Show each line in the rows below that contains the string "glove", copying the lines in full. Case counts.

_Stored items:_
** begin **
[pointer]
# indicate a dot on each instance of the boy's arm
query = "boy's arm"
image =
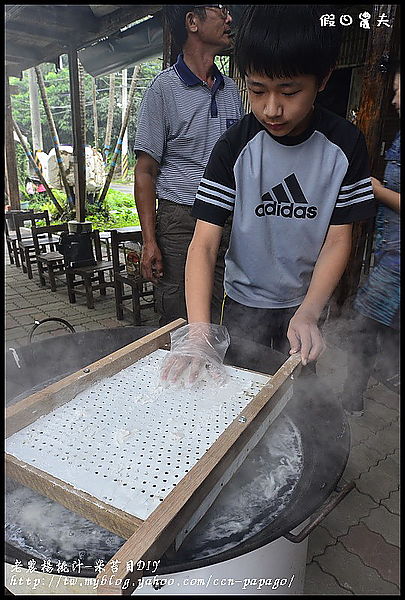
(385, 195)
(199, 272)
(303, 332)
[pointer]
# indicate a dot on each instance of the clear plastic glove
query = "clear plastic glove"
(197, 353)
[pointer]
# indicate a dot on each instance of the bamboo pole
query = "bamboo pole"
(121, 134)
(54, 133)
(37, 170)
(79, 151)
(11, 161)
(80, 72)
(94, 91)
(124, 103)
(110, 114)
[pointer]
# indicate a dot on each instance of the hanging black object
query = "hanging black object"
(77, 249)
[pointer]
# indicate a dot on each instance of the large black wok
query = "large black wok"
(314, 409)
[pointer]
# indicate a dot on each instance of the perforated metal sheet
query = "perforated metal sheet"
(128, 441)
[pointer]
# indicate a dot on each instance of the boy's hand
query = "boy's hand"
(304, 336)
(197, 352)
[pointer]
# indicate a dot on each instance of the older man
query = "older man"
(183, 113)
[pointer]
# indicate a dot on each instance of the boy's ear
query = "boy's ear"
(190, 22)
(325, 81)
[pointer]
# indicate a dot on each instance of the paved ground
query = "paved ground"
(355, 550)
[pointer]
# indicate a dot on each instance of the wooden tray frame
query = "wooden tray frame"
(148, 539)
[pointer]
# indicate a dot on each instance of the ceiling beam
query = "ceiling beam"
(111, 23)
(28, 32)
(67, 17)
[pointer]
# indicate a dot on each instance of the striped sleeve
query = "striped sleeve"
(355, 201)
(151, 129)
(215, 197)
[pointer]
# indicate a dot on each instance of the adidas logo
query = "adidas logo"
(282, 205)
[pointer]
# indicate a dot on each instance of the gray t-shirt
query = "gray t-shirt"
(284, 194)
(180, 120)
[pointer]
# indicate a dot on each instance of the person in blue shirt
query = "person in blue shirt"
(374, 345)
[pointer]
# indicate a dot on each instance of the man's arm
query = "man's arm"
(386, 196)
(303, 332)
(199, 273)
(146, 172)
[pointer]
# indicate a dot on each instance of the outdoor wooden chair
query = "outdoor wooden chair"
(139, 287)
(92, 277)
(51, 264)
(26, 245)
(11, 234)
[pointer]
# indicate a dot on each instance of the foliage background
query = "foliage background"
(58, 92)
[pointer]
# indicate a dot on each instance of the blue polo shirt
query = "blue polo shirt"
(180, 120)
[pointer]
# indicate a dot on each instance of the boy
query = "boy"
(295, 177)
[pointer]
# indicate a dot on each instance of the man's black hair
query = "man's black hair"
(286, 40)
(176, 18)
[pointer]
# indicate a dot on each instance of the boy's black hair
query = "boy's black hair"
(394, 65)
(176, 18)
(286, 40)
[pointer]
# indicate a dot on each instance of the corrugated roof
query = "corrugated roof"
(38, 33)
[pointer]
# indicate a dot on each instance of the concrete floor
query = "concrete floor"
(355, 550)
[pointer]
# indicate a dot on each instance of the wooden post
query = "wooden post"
** end **
** begin **
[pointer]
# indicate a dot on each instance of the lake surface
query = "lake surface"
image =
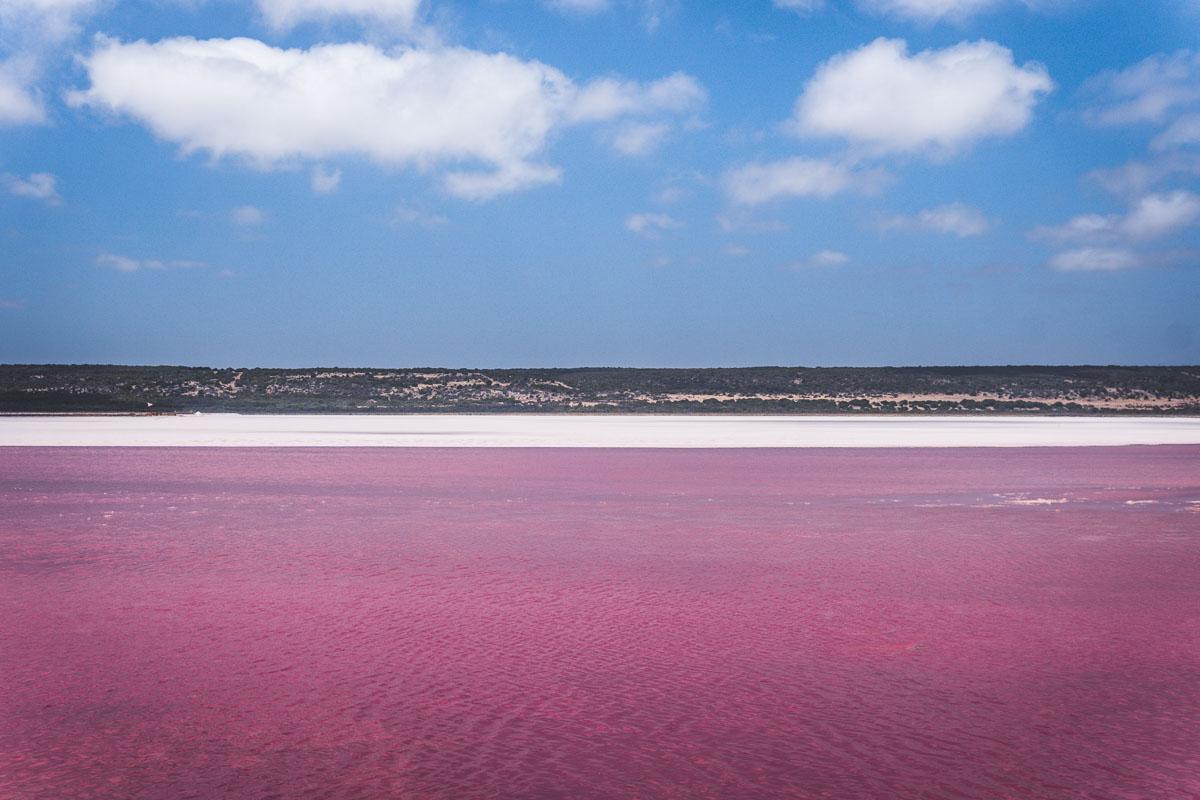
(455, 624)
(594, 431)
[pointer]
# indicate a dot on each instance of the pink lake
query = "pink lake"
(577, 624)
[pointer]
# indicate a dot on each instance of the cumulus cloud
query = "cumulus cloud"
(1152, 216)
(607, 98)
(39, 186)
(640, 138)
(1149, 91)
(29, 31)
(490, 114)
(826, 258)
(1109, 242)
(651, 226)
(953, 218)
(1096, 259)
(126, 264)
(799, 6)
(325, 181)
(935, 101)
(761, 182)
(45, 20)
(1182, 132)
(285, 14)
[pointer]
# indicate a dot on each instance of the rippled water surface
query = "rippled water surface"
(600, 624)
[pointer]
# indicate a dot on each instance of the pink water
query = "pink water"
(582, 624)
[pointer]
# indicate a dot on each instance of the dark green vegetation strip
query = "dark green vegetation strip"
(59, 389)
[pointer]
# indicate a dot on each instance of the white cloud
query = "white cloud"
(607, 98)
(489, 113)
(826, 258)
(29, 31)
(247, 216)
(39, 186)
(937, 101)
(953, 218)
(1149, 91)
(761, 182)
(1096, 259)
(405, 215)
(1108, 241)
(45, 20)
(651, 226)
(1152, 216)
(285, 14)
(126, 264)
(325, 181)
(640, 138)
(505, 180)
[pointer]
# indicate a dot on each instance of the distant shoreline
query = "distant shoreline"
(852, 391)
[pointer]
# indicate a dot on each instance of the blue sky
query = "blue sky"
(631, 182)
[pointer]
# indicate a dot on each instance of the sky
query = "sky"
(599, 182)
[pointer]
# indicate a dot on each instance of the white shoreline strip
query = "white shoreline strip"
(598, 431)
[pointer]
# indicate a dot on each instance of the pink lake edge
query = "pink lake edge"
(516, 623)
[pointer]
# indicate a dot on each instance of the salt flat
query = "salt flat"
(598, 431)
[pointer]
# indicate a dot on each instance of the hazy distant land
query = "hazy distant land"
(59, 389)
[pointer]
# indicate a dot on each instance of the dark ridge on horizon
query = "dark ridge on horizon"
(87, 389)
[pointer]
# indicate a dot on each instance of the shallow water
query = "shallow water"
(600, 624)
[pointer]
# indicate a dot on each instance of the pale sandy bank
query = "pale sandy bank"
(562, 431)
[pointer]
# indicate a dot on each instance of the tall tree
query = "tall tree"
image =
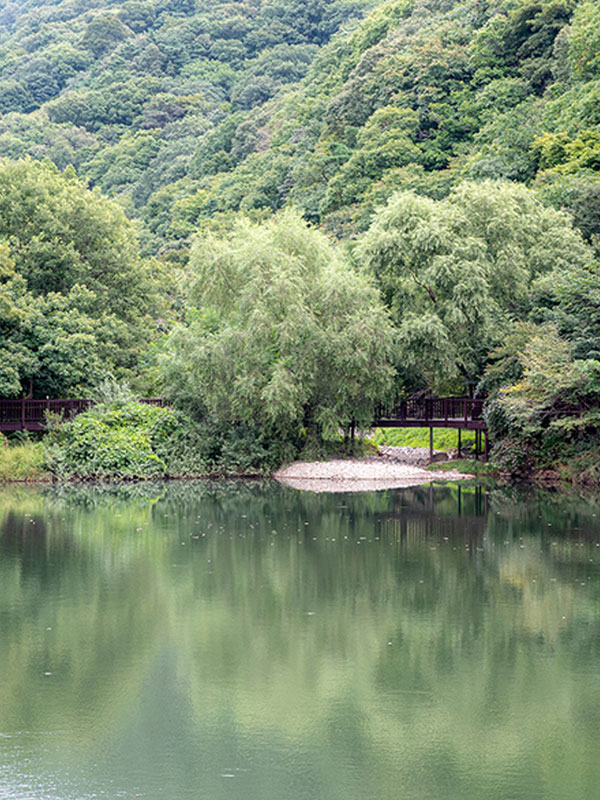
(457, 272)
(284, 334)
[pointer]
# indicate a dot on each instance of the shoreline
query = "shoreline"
** end **
** begin **
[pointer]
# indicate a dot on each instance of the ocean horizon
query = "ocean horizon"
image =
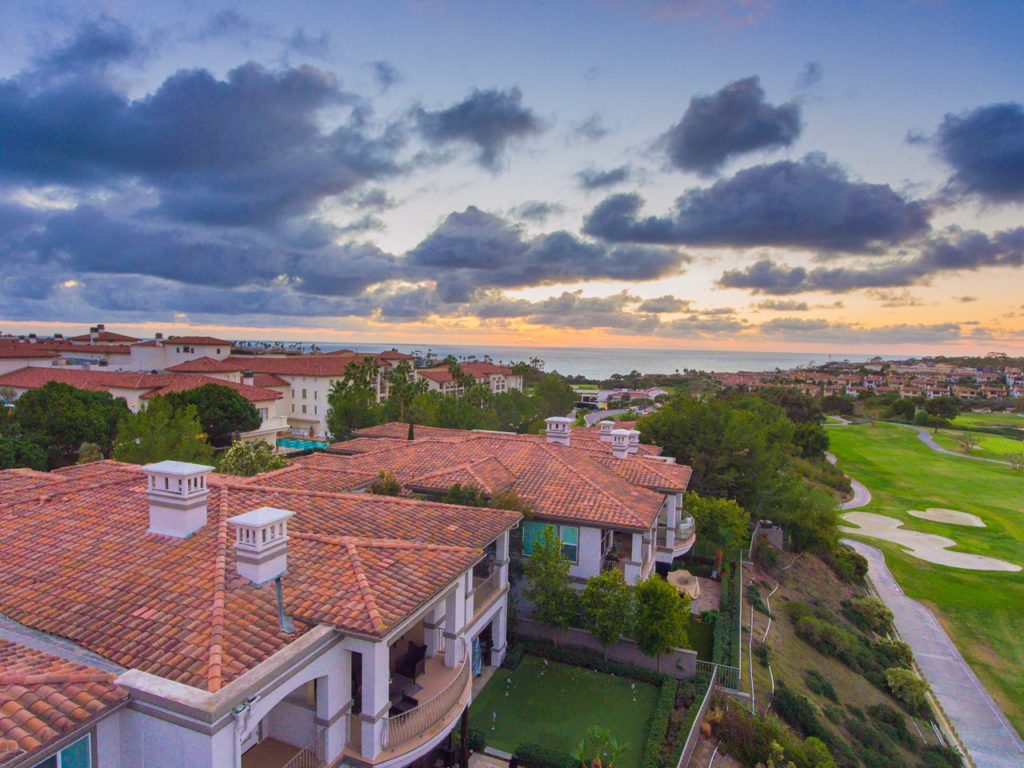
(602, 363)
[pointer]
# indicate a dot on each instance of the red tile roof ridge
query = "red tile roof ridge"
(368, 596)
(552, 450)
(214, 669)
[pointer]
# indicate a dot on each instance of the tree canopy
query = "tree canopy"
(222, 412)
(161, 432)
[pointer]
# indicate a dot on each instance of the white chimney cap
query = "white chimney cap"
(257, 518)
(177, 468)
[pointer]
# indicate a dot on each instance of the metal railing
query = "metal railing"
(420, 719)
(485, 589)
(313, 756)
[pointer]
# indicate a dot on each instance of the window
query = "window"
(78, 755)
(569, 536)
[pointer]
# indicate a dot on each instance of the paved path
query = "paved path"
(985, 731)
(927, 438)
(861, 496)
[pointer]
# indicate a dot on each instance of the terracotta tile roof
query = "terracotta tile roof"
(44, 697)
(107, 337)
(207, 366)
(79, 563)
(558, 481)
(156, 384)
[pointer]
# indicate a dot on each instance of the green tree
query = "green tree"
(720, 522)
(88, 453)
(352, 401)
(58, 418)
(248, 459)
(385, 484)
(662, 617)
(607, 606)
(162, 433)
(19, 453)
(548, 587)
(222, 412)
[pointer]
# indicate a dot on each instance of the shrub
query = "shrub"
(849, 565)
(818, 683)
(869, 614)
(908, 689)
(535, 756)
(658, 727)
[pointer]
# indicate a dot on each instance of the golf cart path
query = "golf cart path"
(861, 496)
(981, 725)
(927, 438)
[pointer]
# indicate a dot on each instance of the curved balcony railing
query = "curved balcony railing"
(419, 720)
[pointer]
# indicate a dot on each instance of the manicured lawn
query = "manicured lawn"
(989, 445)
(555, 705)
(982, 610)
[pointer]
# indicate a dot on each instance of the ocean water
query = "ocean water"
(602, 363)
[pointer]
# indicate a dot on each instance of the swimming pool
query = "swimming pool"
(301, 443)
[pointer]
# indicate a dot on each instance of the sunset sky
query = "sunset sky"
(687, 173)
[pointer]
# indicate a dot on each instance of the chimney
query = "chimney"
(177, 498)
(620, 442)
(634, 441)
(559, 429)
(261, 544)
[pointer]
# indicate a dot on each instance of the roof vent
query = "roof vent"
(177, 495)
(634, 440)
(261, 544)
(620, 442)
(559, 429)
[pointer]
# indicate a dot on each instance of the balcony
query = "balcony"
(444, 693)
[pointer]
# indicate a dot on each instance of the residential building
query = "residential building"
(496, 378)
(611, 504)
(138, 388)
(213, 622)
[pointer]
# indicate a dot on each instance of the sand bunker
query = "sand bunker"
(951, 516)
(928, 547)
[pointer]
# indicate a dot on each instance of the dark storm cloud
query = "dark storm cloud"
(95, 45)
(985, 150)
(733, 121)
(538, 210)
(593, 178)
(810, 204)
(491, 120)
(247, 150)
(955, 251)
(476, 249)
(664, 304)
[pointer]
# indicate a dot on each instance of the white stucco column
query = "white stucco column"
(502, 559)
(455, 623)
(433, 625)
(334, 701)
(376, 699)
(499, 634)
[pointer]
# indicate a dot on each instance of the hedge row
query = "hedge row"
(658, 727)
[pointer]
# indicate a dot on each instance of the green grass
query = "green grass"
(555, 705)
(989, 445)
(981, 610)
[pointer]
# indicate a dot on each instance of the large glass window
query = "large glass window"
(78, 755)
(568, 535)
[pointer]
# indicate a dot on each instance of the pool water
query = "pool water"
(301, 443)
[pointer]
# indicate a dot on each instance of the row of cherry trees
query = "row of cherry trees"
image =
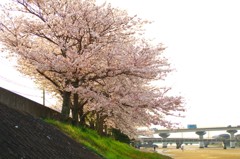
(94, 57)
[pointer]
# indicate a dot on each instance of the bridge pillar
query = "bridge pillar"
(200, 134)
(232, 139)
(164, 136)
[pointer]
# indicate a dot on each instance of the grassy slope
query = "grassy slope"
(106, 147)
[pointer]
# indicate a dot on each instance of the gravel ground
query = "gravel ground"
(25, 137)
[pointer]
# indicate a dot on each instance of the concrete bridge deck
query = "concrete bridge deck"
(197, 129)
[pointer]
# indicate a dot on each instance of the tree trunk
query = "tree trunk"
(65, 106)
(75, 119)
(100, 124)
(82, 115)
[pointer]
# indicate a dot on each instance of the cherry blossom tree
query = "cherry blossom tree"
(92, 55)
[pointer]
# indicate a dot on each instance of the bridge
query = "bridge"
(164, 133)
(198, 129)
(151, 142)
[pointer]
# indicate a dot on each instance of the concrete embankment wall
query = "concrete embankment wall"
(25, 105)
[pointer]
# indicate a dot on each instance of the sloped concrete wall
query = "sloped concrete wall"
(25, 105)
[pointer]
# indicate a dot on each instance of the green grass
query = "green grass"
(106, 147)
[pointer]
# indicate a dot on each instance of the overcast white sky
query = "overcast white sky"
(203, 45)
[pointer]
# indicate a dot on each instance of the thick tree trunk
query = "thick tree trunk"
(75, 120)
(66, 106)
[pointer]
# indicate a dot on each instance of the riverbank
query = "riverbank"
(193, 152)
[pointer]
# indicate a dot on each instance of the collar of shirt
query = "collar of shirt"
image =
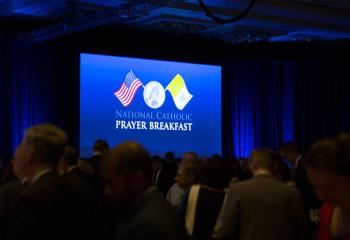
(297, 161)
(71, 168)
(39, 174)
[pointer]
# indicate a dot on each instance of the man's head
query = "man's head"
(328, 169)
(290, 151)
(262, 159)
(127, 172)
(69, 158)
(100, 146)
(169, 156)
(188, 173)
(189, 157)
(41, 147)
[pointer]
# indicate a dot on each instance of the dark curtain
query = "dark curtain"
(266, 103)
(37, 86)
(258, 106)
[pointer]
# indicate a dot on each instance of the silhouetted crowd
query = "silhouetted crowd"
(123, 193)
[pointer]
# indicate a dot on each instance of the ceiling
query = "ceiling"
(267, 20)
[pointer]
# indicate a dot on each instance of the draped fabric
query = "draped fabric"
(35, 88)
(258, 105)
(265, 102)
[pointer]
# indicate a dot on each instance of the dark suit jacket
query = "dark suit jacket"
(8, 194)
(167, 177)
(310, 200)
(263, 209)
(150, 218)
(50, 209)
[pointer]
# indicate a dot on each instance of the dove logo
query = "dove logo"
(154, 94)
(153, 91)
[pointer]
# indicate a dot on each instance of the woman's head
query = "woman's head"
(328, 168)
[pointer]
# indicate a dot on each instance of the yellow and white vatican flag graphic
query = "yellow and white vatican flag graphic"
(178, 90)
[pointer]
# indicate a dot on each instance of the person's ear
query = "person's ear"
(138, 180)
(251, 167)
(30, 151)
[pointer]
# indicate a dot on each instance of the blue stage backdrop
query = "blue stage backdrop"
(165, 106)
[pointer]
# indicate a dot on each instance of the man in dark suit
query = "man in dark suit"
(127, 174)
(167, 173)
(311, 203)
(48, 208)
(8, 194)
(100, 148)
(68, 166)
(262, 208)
** end **
_Solved exercise:_
# indicate a dot on each instance of the clear plastic glove
query = "clear plastic glove"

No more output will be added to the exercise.